To become a highly effective listener, you must test yourself and begin putting these processes to work for you. Through daily practices and focusing on one section of improving your listening skills, you will begin to view active listening as second nature.

Listen to the author that inspired this series, Bernard Ferrari:

Readers: Which above the above will you try out first? What point do you think will be the hardest for you to make part of your routine?

Learning to Listen Up!

Hi, Anita:

I am beginning to get extremely frustrated with my co-worker and need some advice. No matter how hard I try, she seems to be incapable of listening to any of my thoughts or suggestions. It is like the minute I start talking she puts in her figurative earplugs and tunes me out. Is it just me or something more?

========

→ **Exercises**
1. In the text on listening, who is named as the author who inspired the series?
2. Please list everything the first paragraph of the text on listening tells the reader to do to become a highly effective listener.
3. Decide whether each statement agrees with the text on listening, and quote the words that settle it.
(a) The letter is addressed to Anita.
(b) The letter writer says the co-worker listens to their suggestions but not their thoughts.
(c) The text says that with practice, active listening will come to seem like second nature.

========

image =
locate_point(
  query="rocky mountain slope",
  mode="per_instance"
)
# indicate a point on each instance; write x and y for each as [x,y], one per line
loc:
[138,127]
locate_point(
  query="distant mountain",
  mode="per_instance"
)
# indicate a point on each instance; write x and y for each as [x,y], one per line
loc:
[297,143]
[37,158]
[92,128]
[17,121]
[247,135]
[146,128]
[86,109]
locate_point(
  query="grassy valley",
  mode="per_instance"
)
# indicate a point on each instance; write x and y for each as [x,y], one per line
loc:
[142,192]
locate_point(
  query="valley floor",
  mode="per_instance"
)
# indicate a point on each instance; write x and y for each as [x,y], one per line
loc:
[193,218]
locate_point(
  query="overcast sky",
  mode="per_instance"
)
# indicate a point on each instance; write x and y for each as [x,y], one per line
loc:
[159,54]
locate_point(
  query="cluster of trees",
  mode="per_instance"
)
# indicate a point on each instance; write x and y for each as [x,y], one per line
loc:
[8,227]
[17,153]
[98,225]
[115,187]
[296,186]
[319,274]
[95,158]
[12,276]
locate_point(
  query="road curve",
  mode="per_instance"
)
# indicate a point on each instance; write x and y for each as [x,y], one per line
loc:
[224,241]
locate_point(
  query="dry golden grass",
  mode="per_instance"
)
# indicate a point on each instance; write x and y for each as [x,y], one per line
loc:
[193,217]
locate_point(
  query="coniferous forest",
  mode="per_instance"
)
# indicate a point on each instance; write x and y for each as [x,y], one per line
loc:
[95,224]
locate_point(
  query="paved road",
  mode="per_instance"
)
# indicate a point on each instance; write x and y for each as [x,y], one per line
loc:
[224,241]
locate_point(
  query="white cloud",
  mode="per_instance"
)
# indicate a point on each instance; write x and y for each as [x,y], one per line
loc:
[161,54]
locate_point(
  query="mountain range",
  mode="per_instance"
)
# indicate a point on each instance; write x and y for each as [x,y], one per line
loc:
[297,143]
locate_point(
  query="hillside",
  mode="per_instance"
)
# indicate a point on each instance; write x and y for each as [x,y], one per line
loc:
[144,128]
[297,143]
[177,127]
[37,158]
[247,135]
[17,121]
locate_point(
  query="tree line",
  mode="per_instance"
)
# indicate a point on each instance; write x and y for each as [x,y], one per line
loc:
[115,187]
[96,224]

========

→ **Solution list**
1. Bernard Ferrari

2.
- Test yourself
- Begin putting these processes to work for you
- Follow daily practices
- Focus on one section of improving your listening skills

3.
(a) Yes: "Hi, Anita:"
(b) No: "she seems to be incapable of listening to any of my thoughts or suggestions"
(c) Yes: "you will begin to view active listening as second nature"